#### COMPITO 1:
Riassumi in due frasi il testo sui due spettacoli.

GIULIO CESARE. Uccidere il Tiranno
riscrittura originale Fabrizio Sinisi
con
Nicola Ciaffoni ___ Casca
Daniele Russo ___ Cassio
Rosario Tedesco ___ Antonio
Isacco Venturini ___ Bruto
assistente alla regia Dario Farooghi
regia Andrea De Rosa
«La storia del Novecento è stata attraversata da molte infami dittature e altre sembrano affacciarsi in questo oscuro inizio del nuovo millennio. Un destino inesorabile ci riporta continuamente a fare i conti con questo spettro, brutale e contraddittorio, che da sempre si agita nella storia umana: si vuole, si può, si deve uccidere il Tiranno?» Andrea De Rosa, insieme al drammaturgo Fabrizio Sinisi, cerca una risposta a questa domanda nel Giulio Cesare di Shakespeare. Privilegiando l’aspetto politico e filosofico dell’originale, realizza un allestimento dall’atmosfera metallica in cui i congiurati Bruto, Cassio e Casca (Isacco Venturini, Daniele Russo e Nicola Ciaffoni) cercano le ragioni profonde del loro omicidio, le interrogano e ne sono, al tempo stesso, travolti. Nel frattempo Antonio (Rosario Tedesco) cerca di ricomporre un ordine dando sepoltura a Cesare e cercando di interpretarne il cambiamento: chi, o cosa può venire dopo Cesare? Tornare alle antiche forme o assecondare il nuovo corso dell’epoca? Tutta l’azione è immersa in una «notte della storia» nella quale i congiurati saranno infine sopraffatti dalla certezza che quell’omicidio non basterà – come avevano creduto – a salvare la res publica, perché ormai l’identificazione tra Cesare e Roma è profonda e irreversibile. «Prendendo lo Stato, Cesare ha impersonato lo Stato, lo ha plasmato e modificato strutturalmente, tanto che, anche dopo il suo assassinio, niente potrà essere più lo stesso. – prosegue De Rosa – Uccidere il Tiranno può non bastare perchè spesso il potere del Tiranno risiede proprio nella comunità che lo subisce, che arriva talvolta a proteggerne e tutelarne il dominio». Uno spettacolo elegante e potente che, pur rimanendo fedele al dramma secentesco, lo trasforma in una riflessione dalla stringente attualità.
UNA COMMEDIA DI ERRORI
riscrittura Marina Dammacco, Emanuele Valenti, Gianni Vastarella
con
Giuseppina Cervizzi ___ Adriana / Vincent
Christian Giroso ___ Mimì Petrosino di New York / Pit Marrone
Vincenzo Nemolato ___ Mimì Petrosino di Buenos Aires / Jack Cervello
Valeria Pollice ___ Luciana / Prostituta cinese
Emanuele Valenti ___Tony Capanera di Buenos Aires / Joe Artiglio
Gianni Vastarella___Tony Capanera di New York / Eduardo Capanera
Adriano Pantaleo___voce registrata
musiche originali Giovanni Block
aiuto regia Marina Dammacco
regia Emanuele Valenti
uno spettacolo di Punta Corsara
The comedy of errors, probabilmente la prima commedia scritta da Shakespeare – a sua volta ispirata ai Menecmi di Plauto – nelle mani di Punta Corsara diventa un modo per giocare in maniera originale con il tema del doppio e della ricerca di sé attraverso il viaggio.

#### DATI DA USARE:

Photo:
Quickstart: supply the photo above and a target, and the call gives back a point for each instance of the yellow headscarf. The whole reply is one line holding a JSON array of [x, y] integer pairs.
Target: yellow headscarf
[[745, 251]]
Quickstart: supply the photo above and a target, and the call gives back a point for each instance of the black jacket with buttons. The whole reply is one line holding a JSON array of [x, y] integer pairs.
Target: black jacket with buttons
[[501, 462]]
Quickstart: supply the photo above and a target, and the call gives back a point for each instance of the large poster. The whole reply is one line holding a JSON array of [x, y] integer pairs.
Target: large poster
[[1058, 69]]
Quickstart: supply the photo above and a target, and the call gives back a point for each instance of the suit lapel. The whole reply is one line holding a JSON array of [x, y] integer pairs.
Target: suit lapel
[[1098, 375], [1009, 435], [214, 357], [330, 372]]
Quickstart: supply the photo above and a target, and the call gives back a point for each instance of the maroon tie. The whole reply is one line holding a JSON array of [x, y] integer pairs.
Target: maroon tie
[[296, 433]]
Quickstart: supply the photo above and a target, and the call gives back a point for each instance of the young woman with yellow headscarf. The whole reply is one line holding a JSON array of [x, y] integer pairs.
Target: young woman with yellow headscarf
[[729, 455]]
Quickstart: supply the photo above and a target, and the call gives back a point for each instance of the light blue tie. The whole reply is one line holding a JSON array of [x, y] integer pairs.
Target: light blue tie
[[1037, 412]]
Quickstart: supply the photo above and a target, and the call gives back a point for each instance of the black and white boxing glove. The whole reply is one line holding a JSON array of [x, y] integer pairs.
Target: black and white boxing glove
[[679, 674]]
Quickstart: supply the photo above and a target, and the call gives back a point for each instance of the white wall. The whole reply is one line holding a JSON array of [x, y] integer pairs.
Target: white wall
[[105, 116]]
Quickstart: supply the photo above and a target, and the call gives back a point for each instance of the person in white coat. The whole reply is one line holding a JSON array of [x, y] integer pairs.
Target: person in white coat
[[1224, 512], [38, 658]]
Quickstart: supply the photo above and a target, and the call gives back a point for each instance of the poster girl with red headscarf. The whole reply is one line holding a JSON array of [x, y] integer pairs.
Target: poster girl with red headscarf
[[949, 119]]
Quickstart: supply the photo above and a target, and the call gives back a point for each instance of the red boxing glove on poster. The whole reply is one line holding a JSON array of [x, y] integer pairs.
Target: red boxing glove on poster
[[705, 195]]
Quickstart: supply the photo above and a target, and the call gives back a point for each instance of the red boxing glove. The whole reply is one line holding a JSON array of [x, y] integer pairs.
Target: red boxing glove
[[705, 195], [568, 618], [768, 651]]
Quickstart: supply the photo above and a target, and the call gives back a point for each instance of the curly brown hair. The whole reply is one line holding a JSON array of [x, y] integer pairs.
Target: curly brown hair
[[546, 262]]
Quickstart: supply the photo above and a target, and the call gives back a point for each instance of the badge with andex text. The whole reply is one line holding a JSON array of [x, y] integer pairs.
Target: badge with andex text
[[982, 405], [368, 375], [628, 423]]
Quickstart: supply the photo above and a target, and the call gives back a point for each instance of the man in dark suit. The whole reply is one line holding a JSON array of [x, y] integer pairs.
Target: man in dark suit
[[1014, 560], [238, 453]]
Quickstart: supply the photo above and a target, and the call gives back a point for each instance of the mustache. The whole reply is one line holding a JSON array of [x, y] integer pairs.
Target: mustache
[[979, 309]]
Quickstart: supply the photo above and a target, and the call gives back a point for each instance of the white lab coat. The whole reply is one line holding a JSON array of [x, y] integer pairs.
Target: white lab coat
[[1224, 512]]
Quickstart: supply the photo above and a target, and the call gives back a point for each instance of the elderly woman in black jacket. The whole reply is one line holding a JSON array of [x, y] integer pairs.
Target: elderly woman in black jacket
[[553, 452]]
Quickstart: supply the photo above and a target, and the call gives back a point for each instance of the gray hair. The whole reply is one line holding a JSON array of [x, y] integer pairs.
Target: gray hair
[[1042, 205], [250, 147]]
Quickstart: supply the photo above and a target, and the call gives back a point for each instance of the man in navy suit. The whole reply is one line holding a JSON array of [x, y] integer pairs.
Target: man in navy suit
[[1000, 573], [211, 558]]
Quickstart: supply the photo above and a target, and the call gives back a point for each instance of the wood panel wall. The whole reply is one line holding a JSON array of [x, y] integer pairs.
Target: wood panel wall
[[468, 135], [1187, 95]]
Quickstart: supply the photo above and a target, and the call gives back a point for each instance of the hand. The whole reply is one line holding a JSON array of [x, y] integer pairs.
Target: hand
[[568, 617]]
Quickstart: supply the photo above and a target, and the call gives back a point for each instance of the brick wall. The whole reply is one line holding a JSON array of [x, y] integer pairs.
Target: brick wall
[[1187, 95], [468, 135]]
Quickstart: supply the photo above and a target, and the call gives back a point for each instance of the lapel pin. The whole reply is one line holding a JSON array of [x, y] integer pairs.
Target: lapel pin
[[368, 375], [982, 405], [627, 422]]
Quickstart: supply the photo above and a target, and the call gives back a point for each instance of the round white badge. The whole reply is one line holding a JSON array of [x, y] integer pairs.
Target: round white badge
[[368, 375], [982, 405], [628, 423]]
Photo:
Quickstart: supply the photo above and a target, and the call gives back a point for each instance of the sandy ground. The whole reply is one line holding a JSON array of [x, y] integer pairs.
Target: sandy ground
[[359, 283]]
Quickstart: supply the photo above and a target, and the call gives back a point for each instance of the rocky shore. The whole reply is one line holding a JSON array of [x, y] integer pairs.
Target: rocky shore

#### COMPITO 2:
Riporta i record dall'inizio fino alla riga con "[[729, 455]]" inclusa, sostituendo "maroon tie" con "dark red tie" e lasciando tutto il resto invariato.

#### RISULTATO 1:
Nel Giulio Cesare riscritto da Fabrizio Sinisi e diretto da Andrea De Rosa, i congiurati Bruto, Cassio e Casca interrogano le ragioni del loro omicidio mentre Antonio cerca di ricomporre un ordine, e alla fine i congiurati sono sopraffatti dalla certezza che quell'omicidio non basterà a salvare la res publica. Una commedia di errori, con la regia di Emanuele Valenti, è uno spettacolo di Punta Corsara in cui The comedy of errors di Shakespeare diventa un modo per giocare con il tema del doppio e della ricerca di sé attraverso il viaggio.

#### RISULTATO 2:
Photo:
Quickstart: supply the photo above and a target, and the call gives back a point for each instance of the yellow headscarf. The whole reply is one line holding a JSON array of [x, y] integer pairs.
Target: yellow headscarf
[[745, 251]]
Quickstart: supply the photo above and a target, and the call gives back a point for each instance of the black jacket with buttons. The whole reply is one line holding a JSON array of [x, y] integer pairs.
Target: black jacket with buttons
[[501, 462]]
Quickstart: supply the photo above and a target, and the call gives back a point for each instance of the large poster. The whole reply is one line holding a JSON array of [x, y] integer pairs.
Target: large poster
[[1058, 69]]
Quickstart: supply the photo above and a target, and the call gives back a point for each instance of the suit lapel. The whole reply is one line holding a JSON array of [x, y] integer pairs.
Target: suit lapel
[[1098, 375], [1009, 435], [214, 357], [330, 372]]
Quickstart: supply the photo above and a target, and the call gives back a point for each instance of the dark red tie. The whole reply is one line holding a JSON array of [x, y] integer pairs.
Target: dark red tie
[[296, 433]]
Quickstart: supply the photo above and a target, and the call gives back a point for each instance of the young woman with yellow headscarf. The whole reply is one line holding a JSON array of [x, y] integer pairs.
Target: young woman with yellow headscarf
[[729, 455]]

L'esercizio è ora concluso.